Records from a data source:
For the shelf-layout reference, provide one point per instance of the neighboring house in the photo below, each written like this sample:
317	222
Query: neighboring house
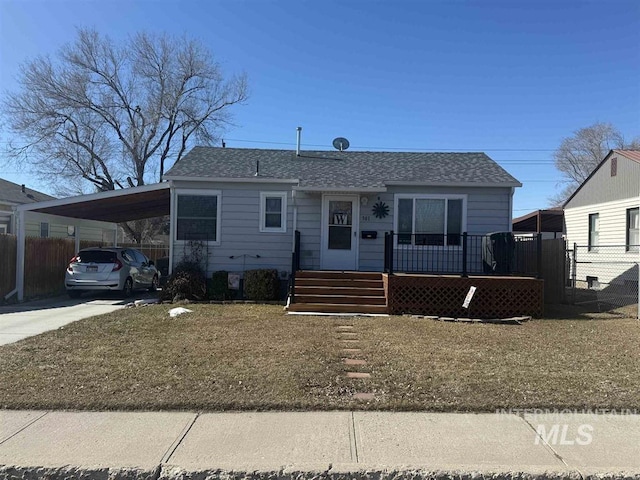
601	219
12	195
245	205
549	222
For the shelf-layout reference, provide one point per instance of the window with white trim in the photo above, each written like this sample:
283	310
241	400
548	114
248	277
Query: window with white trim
430	220
633	235
198	217
594	232
273	212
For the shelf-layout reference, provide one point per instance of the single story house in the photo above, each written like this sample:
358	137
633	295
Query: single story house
246	205
602	223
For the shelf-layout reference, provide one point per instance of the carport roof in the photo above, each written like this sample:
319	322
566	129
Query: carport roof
115	206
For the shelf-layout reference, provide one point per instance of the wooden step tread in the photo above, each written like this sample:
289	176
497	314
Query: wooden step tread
337	308
330	274
342	291
329	282
359	299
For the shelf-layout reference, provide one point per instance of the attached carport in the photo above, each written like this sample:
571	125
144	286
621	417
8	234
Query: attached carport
102	210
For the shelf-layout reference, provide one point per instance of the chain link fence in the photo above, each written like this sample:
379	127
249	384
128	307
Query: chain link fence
607	276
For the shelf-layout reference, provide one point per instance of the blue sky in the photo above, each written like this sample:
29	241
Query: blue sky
510	78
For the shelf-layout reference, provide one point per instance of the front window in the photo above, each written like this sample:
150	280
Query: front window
273	212
198	217
594	231
429	221
633	238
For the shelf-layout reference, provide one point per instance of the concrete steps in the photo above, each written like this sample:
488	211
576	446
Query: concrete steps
339	292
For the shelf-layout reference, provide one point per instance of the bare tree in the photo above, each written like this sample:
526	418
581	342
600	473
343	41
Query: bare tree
578	155
114	114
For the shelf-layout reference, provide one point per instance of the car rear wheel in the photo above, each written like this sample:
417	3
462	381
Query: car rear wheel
127	290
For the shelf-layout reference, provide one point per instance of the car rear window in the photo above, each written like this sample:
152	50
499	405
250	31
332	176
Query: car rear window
97	256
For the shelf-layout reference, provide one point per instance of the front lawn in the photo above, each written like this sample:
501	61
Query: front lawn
239	357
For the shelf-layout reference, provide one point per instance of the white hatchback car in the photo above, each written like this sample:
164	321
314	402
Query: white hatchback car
110	269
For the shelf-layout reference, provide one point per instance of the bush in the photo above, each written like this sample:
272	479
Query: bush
261	285
187	282
218	287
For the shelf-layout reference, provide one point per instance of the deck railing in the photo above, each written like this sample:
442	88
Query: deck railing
463	254
295	266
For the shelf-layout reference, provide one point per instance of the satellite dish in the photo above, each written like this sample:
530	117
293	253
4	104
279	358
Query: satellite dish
340	143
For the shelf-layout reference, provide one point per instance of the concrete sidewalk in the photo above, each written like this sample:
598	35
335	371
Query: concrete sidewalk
182	445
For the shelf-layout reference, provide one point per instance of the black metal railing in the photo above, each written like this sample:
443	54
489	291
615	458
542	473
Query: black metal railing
295	266
499	253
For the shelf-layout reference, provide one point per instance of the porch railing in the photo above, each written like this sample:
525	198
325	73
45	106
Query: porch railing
295	266
463	254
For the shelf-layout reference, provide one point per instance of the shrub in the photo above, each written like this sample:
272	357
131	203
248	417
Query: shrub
261	284
218	287
186	282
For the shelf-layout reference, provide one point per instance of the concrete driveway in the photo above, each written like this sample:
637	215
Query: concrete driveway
32	318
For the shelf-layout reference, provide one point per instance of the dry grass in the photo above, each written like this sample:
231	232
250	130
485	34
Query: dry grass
239	357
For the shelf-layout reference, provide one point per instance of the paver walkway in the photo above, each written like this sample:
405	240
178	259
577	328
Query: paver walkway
348	336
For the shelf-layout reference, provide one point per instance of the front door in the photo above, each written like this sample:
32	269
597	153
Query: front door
339	232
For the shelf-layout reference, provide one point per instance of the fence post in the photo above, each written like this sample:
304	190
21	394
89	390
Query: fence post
574	266
386	252
464	254
390	253
539	255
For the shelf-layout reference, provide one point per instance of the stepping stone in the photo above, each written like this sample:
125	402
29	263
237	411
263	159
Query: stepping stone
354	361
364	396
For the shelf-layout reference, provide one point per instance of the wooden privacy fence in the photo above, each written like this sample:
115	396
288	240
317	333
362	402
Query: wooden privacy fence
554	269
45	262
7	264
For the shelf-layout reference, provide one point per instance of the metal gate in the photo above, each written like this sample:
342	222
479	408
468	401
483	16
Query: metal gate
606	275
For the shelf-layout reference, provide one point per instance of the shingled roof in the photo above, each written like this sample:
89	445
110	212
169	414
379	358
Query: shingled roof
342	170
12	193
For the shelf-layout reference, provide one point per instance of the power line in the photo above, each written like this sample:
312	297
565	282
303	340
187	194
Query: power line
292	144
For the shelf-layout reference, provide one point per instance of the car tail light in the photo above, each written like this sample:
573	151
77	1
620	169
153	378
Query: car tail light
73	260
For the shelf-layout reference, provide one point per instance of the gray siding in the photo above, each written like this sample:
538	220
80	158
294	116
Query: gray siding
309	224
603	188
240	235
488	210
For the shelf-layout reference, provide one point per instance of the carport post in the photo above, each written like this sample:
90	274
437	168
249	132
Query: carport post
20	247
76	238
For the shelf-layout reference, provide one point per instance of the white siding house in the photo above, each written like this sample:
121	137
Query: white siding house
245	205
601	220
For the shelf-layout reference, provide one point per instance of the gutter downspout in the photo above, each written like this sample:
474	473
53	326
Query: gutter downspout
172	224
20	248
513	191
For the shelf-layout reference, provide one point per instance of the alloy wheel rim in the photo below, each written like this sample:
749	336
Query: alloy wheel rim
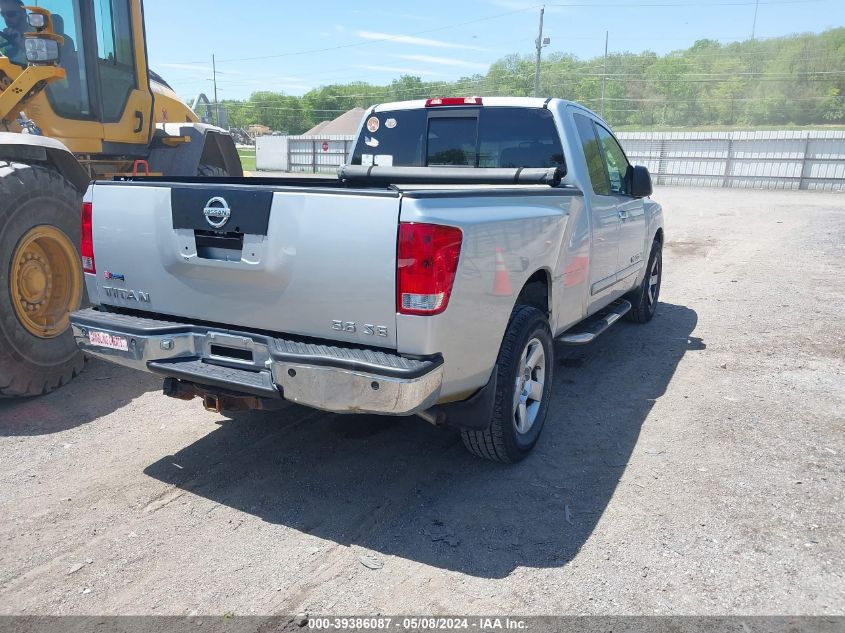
529	387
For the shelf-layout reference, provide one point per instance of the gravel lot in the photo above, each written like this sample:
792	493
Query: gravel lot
691	466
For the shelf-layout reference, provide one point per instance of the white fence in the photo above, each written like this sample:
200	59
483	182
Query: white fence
761	160
749	160
302	154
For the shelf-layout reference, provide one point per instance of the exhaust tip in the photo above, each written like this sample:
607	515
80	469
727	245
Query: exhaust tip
212	403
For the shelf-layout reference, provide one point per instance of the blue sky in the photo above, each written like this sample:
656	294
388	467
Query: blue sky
292	47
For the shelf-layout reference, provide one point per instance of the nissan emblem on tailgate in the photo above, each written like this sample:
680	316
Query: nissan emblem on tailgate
217	212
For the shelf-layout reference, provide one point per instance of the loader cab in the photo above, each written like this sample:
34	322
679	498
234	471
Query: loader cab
106	98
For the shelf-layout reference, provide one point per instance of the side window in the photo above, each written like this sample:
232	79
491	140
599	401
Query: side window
69	97
519	137
617	164
115	57
595	161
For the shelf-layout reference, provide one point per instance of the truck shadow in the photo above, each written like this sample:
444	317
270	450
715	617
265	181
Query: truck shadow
102	387
402	488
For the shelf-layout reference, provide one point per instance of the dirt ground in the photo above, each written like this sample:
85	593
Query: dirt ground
694	465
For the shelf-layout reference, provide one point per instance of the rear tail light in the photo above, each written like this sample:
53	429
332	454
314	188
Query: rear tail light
443	101
427	258
86	243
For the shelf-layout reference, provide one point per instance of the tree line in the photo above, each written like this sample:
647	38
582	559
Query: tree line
793	80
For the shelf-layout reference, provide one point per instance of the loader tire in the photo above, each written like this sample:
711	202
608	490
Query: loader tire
41	279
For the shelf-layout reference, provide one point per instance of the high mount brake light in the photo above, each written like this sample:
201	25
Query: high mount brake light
86	243
426	261
446	101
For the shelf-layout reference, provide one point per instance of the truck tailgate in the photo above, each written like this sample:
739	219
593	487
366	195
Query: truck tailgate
318	263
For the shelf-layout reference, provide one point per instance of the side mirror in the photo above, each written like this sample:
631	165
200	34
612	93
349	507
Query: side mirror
640	181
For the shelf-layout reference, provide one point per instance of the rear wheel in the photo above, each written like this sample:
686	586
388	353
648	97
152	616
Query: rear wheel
644	298
40	279
211	171
523	387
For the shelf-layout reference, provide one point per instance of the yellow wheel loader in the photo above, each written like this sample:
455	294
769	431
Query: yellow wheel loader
77	102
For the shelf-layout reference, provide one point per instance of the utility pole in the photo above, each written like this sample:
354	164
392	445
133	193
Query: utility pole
754	24
539	50
216	103
604	74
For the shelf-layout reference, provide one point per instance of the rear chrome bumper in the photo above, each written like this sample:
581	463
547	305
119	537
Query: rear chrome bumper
323	376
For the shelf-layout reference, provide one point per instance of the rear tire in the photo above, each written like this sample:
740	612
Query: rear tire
523	387
645	297
32	196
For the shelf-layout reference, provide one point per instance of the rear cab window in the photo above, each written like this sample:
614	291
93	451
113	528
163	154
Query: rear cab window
460	137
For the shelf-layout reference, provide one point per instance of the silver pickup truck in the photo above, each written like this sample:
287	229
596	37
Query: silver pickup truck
463	237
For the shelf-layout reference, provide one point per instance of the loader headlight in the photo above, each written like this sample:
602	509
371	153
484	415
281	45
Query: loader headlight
37	20
40	50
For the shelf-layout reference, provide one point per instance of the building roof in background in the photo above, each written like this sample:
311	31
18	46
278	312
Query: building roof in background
347	123
317	128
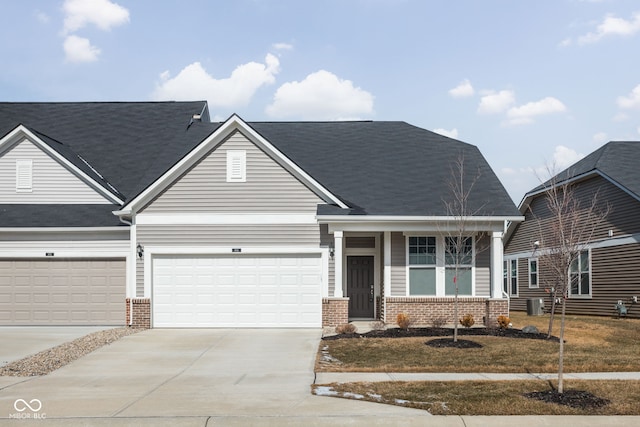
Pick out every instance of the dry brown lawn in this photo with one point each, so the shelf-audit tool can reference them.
(493, 398)
(593, 344)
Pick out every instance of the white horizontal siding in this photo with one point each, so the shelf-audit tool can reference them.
(204, 188)
(52, 182)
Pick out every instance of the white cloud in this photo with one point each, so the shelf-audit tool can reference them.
(494, 103)
(563, 157)
(101, 13)
(464, 89)
(282, 46)
(42, 17)
(321, 96)
(612, 25)
(453, 133)
(630, 101)
(600, 138)
(78, 49)
(193, 82)
(525, 114)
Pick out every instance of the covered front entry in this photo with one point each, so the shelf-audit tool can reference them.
(360, 286)
(282, 290)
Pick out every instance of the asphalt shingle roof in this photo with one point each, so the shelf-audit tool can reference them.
(377, 168)
(618, 160)
(387, 168)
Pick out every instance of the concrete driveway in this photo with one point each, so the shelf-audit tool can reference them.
(190, 373)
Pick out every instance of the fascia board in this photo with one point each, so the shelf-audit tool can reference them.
(216, 137)
(400, 219)
(22, 131)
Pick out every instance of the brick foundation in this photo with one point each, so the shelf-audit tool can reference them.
(423, 310)
(335, 311)
(140, 309)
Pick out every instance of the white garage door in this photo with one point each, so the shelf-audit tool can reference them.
(237, 291)
(62, 292)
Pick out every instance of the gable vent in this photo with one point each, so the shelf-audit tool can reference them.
(236, 166)
(24, 176)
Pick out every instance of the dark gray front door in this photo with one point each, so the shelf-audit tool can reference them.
(360, 286)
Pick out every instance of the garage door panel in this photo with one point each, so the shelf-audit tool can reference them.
(239, 291)
(62, 292)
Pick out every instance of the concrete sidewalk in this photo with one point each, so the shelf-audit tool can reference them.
(350, 377)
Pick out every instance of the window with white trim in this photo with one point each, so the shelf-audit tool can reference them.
(422, 265)
(533, 273)
(510, 277)
(236, 166)
(579, 275)
(458, 262)
(24, 175)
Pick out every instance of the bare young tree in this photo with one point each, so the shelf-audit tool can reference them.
(459, 233)
(564, 233)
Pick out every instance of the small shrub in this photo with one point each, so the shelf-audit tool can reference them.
(377, 325)
(467, 320)
(346, 328)
(503, 322)
(438, 322)
(404, 321)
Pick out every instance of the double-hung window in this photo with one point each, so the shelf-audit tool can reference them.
(458, 264)
(510, 277)
(422, 265)
(533, 273)
(579, 275)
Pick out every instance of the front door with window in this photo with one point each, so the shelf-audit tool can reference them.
(360, 289)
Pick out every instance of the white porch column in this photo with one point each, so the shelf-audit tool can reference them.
(338, 242)
(387, 263)
(496, 264)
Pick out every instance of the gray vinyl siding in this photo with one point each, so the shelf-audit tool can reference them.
(483, 267)
(623, 218)
(268, 187)
(51, 183)
(226, 236)
(615, 275)
(398, 265)
(615, 270)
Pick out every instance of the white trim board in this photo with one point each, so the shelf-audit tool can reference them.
(21, 131)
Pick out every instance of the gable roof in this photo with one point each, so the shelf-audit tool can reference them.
(616, 161)
(387, 168)
(373, 168)
(121, 141)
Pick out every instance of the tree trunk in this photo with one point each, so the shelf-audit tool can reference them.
(553, 312)
(561, 352)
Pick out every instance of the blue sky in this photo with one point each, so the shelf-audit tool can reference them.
(531, 83)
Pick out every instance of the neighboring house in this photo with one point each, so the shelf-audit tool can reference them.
(608, 270)
(189, 223)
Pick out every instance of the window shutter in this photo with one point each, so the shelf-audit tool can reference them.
(236, 166)
(24, 175)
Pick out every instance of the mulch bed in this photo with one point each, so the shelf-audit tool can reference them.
(442, 332)
(578, 399)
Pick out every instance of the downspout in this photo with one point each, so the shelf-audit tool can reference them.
(130, 224)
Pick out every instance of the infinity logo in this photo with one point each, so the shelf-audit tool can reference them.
(21, 405)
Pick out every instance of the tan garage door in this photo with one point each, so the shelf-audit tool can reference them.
(62, 292)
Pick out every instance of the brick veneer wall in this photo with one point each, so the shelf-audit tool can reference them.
(140, 309)
(423, 309)
(335, 311)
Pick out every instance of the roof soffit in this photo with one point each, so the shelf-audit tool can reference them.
(21, 132)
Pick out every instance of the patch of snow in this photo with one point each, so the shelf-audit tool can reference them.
(353, 395)
(325, 391)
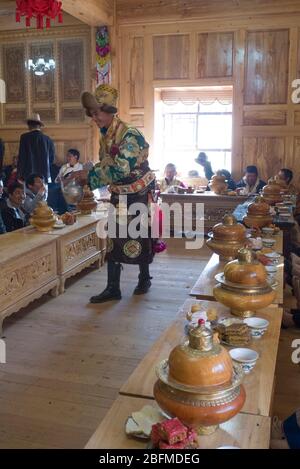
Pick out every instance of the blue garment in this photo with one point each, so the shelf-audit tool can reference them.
(2, 226)
(291, 428)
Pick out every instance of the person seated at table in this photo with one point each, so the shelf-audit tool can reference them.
(193, 174)
(202, 159)
(230, 182)
(286, 175)
(71, 166)
(170, 179)
(250, 184)
(35, 192)
(13, 214)
(286, 434)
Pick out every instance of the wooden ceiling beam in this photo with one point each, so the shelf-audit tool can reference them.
(92, 12)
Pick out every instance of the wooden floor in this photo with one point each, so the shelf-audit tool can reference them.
(66, 360)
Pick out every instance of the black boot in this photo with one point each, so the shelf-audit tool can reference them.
(144, 280)
(112, 291)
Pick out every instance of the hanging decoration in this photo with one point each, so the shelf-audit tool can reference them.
(40, 10)
(103, 56)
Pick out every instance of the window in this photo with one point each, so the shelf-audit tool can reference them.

The task — Among the records above, find each line holding the string "below" and pull it out.

Answer —
For the shelf-layout reference, provide one point per instance of the neighboring house in the photo below, each written like this sample:
For the shelf-layout reference, provide one point per instance of the alloy wheel rim in the photo below, each written like this sample:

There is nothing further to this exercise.